Stated goal:
Copy out, word for word, the stretch of the items below from the line containing "Look at the photo above. For each instance of the air" through the end of the items.

Supplied records:
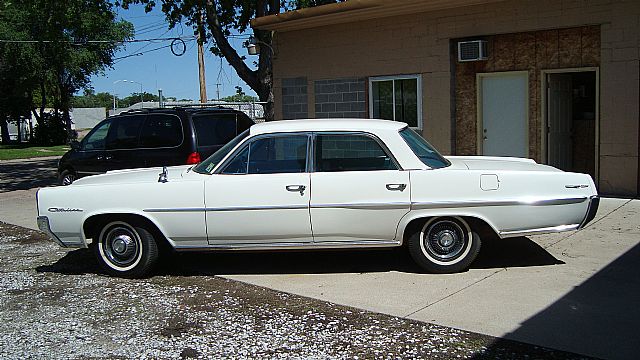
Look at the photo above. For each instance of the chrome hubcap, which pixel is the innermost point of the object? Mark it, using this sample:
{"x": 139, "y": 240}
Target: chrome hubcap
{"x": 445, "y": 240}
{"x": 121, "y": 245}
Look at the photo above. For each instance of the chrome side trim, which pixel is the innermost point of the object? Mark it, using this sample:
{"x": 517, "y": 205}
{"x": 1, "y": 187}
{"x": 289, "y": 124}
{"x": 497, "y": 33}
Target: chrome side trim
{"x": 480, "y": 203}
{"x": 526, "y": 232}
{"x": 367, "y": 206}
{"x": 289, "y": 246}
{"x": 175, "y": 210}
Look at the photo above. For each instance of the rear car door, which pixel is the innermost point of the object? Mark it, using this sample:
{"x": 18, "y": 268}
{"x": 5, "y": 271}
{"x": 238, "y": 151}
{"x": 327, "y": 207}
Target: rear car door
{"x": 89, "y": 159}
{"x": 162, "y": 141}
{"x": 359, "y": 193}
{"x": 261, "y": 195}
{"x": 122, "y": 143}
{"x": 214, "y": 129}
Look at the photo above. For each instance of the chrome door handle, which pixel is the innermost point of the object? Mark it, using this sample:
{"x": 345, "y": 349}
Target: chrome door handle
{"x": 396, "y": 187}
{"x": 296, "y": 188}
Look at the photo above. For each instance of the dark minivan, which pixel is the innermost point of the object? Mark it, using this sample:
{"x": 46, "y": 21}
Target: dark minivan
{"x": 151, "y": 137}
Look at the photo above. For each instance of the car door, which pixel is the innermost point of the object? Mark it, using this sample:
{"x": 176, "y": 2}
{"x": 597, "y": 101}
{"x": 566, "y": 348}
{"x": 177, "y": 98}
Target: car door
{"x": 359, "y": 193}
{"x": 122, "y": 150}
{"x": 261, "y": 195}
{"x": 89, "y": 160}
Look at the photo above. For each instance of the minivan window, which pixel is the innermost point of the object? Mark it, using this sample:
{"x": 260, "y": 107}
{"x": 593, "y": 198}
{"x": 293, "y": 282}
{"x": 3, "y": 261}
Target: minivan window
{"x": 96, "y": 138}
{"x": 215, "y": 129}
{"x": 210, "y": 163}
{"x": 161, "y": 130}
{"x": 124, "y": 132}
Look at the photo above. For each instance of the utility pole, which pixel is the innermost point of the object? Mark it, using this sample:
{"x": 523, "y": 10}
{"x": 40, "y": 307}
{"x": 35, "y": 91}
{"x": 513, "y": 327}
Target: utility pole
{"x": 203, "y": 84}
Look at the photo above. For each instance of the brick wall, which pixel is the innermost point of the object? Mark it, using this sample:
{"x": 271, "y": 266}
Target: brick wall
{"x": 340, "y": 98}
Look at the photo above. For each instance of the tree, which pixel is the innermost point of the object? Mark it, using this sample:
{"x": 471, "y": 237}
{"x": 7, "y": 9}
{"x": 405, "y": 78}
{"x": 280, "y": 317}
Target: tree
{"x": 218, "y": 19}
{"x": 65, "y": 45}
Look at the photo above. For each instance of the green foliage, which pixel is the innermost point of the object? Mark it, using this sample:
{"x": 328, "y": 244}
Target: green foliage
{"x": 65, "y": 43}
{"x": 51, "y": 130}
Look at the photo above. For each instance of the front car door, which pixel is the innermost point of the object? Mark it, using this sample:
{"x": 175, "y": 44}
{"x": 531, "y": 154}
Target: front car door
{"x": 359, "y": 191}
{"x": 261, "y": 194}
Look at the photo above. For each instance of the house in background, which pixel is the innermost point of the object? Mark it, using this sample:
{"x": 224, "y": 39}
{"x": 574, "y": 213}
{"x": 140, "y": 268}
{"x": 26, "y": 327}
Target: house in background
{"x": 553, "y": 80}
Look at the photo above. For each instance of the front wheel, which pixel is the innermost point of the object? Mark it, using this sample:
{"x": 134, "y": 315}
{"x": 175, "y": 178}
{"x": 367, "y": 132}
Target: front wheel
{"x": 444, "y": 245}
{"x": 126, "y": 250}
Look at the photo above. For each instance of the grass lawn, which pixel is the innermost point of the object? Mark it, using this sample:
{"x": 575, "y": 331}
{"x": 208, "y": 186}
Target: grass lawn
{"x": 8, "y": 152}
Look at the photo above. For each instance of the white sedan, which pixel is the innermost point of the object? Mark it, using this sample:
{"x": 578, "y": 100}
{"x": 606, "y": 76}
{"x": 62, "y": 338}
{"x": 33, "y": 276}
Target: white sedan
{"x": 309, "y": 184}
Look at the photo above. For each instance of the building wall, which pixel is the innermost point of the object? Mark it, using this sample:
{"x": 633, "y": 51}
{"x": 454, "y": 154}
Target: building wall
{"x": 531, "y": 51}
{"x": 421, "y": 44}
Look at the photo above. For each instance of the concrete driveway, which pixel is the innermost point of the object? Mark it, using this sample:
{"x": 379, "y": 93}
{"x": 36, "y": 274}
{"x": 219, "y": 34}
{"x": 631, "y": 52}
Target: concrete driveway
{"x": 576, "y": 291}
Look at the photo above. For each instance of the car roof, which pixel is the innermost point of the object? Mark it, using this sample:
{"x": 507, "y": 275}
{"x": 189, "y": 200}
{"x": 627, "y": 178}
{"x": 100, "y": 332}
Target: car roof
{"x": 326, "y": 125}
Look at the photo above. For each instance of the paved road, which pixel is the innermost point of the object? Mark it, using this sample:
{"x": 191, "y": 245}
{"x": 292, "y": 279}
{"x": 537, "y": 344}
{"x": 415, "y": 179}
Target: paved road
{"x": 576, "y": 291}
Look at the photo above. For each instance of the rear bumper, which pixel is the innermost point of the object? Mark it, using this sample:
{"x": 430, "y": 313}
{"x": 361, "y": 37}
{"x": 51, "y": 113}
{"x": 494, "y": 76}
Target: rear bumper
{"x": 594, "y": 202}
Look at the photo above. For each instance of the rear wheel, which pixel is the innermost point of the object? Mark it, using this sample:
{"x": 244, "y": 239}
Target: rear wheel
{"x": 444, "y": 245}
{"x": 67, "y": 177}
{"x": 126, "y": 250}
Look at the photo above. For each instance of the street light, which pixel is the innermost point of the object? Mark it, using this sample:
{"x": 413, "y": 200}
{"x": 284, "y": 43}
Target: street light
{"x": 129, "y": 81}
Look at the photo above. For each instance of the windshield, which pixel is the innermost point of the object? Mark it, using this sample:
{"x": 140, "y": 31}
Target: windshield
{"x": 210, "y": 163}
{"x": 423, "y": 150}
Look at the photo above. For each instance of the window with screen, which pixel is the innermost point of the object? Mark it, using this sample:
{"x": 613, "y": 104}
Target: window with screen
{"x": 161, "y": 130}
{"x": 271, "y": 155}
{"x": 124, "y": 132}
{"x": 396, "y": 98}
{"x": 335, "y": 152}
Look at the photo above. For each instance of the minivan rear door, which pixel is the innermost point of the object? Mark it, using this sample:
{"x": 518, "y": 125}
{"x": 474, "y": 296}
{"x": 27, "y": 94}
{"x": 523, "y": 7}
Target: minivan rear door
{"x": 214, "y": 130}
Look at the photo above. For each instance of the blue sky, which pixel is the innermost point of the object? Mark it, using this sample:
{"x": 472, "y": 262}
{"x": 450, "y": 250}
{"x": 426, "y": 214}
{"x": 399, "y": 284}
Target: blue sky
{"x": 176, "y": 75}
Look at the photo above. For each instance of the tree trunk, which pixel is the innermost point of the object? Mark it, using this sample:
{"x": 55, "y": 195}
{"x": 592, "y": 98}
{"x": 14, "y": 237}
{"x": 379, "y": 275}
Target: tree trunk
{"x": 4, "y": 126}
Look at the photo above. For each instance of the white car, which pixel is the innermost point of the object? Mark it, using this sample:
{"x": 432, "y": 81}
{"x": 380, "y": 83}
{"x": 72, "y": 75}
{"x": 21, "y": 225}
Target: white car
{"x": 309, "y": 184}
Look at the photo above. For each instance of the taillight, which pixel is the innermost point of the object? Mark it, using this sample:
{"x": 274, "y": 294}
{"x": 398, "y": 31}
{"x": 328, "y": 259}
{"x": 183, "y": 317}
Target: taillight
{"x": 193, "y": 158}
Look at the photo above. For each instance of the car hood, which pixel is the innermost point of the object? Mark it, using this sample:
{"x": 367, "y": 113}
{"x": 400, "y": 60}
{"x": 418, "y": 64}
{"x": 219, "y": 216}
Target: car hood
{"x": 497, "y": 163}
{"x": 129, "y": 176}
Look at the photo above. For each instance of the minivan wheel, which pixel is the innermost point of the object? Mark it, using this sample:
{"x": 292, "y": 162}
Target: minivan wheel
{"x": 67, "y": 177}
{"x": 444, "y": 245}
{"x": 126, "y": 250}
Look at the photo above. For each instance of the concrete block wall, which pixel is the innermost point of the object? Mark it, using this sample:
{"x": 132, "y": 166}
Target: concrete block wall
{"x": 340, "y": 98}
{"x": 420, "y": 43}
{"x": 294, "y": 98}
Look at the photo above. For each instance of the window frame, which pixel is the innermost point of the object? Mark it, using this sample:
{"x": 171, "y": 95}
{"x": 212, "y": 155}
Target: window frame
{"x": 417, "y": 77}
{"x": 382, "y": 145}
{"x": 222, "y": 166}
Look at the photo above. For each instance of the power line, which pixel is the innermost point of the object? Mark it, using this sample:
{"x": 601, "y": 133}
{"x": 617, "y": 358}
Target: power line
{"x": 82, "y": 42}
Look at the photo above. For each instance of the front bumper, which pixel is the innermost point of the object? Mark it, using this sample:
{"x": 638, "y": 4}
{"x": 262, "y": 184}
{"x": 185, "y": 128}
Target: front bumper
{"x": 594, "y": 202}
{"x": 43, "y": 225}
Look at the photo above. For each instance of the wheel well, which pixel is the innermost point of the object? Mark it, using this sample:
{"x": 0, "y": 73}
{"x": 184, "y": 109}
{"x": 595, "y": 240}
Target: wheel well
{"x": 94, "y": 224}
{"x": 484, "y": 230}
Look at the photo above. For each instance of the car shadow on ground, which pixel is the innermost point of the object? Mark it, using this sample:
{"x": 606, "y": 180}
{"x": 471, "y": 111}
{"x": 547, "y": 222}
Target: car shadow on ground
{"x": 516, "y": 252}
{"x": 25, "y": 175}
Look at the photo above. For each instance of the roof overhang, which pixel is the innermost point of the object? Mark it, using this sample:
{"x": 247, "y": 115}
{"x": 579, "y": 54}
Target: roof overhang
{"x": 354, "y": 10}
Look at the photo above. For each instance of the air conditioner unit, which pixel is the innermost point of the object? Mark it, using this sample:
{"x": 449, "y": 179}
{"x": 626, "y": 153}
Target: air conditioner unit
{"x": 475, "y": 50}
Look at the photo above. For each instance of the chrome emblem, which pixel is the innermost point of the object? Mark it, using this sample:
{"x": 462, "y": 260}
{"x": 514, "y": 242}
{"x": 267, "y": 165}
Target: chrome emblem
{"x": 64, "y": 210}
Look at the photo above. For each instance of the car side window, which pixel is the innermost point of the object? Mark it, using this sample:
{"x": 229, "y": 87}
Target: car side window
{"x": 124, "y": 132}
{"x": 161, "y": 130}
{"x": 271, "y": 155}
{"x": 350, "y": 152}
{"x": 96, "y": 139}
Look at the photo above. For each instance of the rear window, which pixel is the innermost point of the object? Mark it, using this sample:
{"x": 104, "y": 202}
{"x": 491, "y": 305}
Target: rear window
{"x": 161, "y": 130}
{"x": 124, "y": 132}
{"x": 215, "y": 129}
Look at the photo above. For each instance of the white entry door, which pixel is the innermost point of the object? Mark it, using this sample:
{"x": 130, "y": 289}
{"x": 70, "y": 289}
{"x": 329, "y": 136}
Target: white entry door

Exercise solution:
Look at the photo above. For each instance of the air conditioner unit, which pixel is the innermost point of the object? Mark it, using this sample:
{"x": 449, "y": 179}
{"x": 626, "y": 153}
Target: air conditioner unit
{"x": 475, "y": 50}
Look at the photo above. For each instance of the chrome emblem, which pixel is the innermost point of the object? Mark it, using this sample:
{"x": 462, "y": 260}
{"x": 514, "y": 242}
{"x": 267, "y": 165}
Target: chrome emblem
{"x": 64, "y": 210}
Look at the photo above. For each instance of the car side window, which pixel is the innermost point of the object? Mark it, using this sample:
{"x": 229, "y": 87}
Target: car side window
{"x": 124, "y": 132}
{"x": 161, "y": 130}
{"x": 271, "y": 155}
{"x": 350, "y": 152}
{"x": 96, "y": 139}
Look at the photo above. For each instance of the rear window, which pixel is the innermost point of the object? Mark it, using this sample:
{"x": 104, "y": 202}
{"x": 491, "y": 305}
Target: rear window
{"x": 161, "y": 130}
{"x": 124, "y": 132}
{"x": 215, "y": 129}
Look at the photo above. For each instance of the white entry door, which pixel is the innermost point of the object? Mark it, using this sample:
{"x": 130, "y": 289}
{"x": 70, "y": 289}
{"x": 329, "y": 136}
Target: white entry door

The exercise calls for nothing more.